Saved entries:
◆ ◆ ◆ ◆ ◆

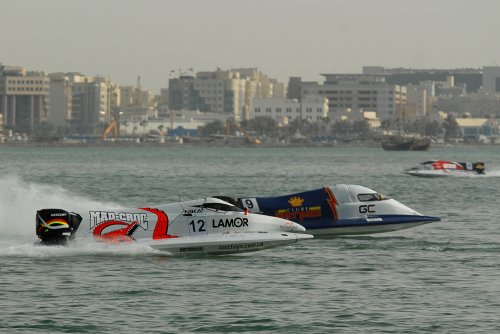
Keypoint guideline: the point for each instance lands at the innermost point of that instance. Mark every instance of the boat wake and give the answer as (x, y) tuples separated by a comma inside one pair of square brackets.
[(492, 173), (19, 201)]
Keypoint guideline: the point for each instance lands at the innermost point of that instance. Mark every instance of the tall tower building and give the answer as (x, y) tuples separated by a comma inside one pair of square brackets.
[(24, 98)]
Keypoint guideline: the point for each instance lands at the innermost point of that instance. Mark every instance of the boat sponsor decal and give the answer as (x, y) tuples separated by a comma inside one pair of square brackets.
[(241, 246), (332, 202), (108, 231), (99, 217), (58, 214), (230, 222), (191, 211), (367, 208), (191, 249), (297, 211), (288, 227), (161, 226), (374, 219)]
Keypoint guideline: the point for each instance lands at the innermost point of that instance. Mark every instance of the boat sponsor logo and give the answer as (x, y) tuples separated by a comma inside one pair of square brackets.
[(374, 219), (367, 208), (191, 249), (241, 246), (191, 211), (233, 222), (296, 201), (297, 211), (114, 231), (288, 227), (99, 217), (58, 214)]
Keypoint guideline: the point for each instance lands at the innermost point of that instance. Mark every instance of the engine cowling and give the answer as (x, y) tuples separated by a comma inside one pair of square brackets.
[(56, 226)]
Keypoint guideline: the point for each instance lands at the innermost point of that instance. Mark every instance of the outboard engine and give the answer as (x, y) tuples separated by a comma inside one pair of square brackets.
[(479, 167), (56, 226)]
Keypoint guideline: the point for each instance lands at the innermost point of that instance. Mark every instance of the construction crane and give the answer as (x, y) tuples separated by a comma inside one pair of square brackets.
[(111, 127), (230, 124)]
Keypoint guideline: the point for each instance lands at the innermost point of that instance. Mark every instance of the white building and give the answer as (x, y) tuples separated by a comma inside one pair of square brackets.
[(23, 98), (358, 92), (95, 102), (417, 95), (491, 79), (284, 110), (221, 91), (61, 99), (186, 119)]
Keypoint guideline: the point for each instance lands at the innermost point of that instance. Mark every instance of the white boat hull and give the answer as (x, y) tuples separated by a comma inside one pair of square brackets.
[(226, 244), (360, 230)]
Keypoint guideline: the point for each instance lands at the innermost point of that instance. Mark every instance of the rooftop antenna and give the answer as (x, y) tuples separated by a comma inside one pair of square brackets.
[(138, 82)]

◆ ◆ ◆ ◆ ◆

Description of the task
Output each entry exactly. Skip the pictures.

Result for this task
Keypoint guideline: the point for each instance lands at the innermost point of that instance. Mark every instance of the boat wake and give the answer as (x, y) tuples separated by a comma inside one pair of square brackets.
[(492, 173), (19, 201)]
Keypoint guideline: the point for each instance lands at the innermost point of that instance. Mark every instance of the tall tower building and give the answer as (x, y) tuples separated by a comma inside one pair of square brackets.
[(24, 98)]
Keypoint guideline: the point for each instance lands at the innermost point of that instance. Mark every instance of the boat sponsor decal and give the answer as (x, y) tuples separated by a comma inside one pair of square brackets.
[(241, 246), (332, 202), (108, 231), (99, 217), (58, 214), (230, 222), (191, 211), (367, 208), (191, 249), (297, 211), (288, 227), (161, 226), (374, 219)]
Keypoint guideline: the point for each instance lands at the innermost point of that instance. Mark every instance of the boat sponsor logo and give the answer as (x, y) tuples separated by a comma inside one pair of square brackets.
[(374, 219), (367, 208), (191, 249), (241, 246), (191, 211), (233, 222), (296, 201), (297, 211), (114, 231), (288, 227), (99, 217), (58, 214)]
Keypoint guideline: the point for each instance lands at the innermost point of that instance. Mark every instance of the engine cowling and give the answer as (x, y) tuples separated by a comma inside one pair of square brackets.
[(56, 226)]
Keypoint guideline: the point for each instance lands at the innermost point of that instance. Mark every instance of the outboard engine and give the answer as (x, y) tuples separated by a comma inside one pair of square brackets.
[(479, 167), (56, 226)]
Keypoint guideline: the point for each instance lands at the innermost point of that instance. Mark every instance of the construction crane and give the answer as (x, y) tuples separated by a comma inside one pair of square brackets.
[(111, 127), (230, 124)]
Keypoint guideline: the point for each instance lands at the innermost point of that instance. Mark every instance of the white building and give the answer as (x, y) tuples separated by a comma inside one pair of square brackets.
[(23, 98), (358, 92), (95, 102), (417, 95), (491, 79), (284, 110), (221, 91), (61, 99), (186, 119)]
Keypoint guideline: the point for each instance lands at the innermost point of that instance. Mark every instance of the white boat hull and give the answer as (x, y) tuples separated by a comma inside one pair of square brackets.
[(226, 244), (360, 230)]
Keypoint guideline: the point for each instance lands at the innermost point of that instance. Mark every instance of the rooftop antenna and give the answer as (x, y) tuples separated by a comma inside one pair of square brackets.
[(138, 82)]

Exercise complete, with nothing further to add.